取り組む課題 -> 若衆宿と「成人合宿」について述べた文章を、その最後の文に続けて書き進めてください。

抜粋した本文 ->
かつて日本の村落共同体には、性について自然な形で学ぶ場がありました。男性は「若衆宿」に、女性は「娘仲間」に所属した。この2つは15歳から25歳程度の未婚者で構成する組織で、生活に必要な事柄を教わった。昼は共同作業を行って、夜は寺や集会所などに集まり、議論をしたり、年長者が飲酒などの娯楽を教えたりしました。そんななかで、性についても教える習慣もあった。

実は、10年ほど前に、若衆宿の役割を果たす場を現代に取り戻せないだろうか、と「成人合宿」と名付けた企画を立てていたんです。「成人合宿」とは、「これから異性との健全な性生活を開始したい」と考えている性体験のない若い男女を対象に、「生涯にわたって、異性のパートナーと健全な性生活を送るための知識と技術」を教えるプログラムでした。構想段階で大炎上し、断念しましたが(苦笑)。現代社会の文化や法制度の中で、性を実践的に学ぶ場を再構築することの難しさに直面しました。

[保存済みのデータ項目]
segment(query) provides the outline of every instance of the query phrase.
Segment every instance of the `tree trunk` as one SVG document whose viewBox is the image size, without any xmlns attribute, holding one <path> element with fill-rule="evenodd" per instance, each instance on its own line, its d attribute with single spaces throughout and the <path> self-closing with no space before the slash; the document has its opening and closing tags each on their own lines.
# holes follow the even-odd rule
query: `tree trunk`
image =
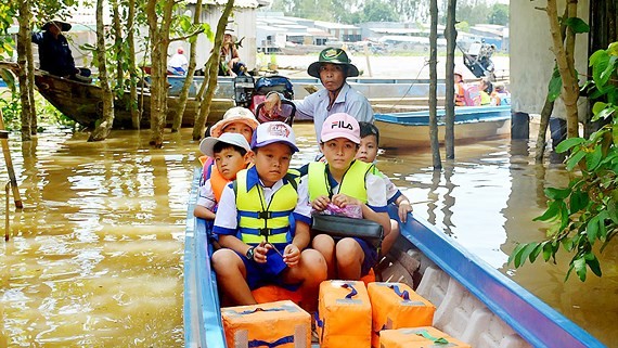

記述による解答 ->
■女性が風俗に頼らざるをえなくなっている一因

【柾木】性について語る場の必要性は私も感じています。日本の性教育は1992年まで基本的に男女別々に行われてきたでしょう。その結果、男女間での性のコミュニケーションがうまくとれなくなってしまったのではないかと思うのです。例えば、夫が妻の肩をマッサージするとします。どの辺が凝っているのか。押した方がいいのか、もんだ方がいいのか。どれくらいの強さがいいか。相手に聞きながら、強さや位置を変えていくのが普通ですよね。

でも、性については、コミュニケーションが欠落してしまっている。要望を言うのもためらわれるし、仮に伝えたとしても男性側がきちんと受け止めてくれるかも分からない。女性がパートナーとの性行為を諦めて、女性向け風俗を頼らざるをえなくなっている一因かもしれません。

■「また好奇の目で見られてしまうようで怖い」

【坂爪】そう聞くと柾木さんが『「女性向け風俗」の現場 彼女たちは何を求めているのか?』(光文社新書)を刊行した意義は大きいと改めて思います。しかも柾木さんは店側の論理を代弁したりも、女性におもねったりもしていない。読んでいて、現場で起きた出来事がストレートに、フラットに伝わってきました。柾木さんは普段は表に出てこない性について悩む女性の声を記録した。それがこれからの男女の関係性を見直すきっかけになるかもしれない。

柾木寛『「女性向け風俗」の現場』(光文社新書)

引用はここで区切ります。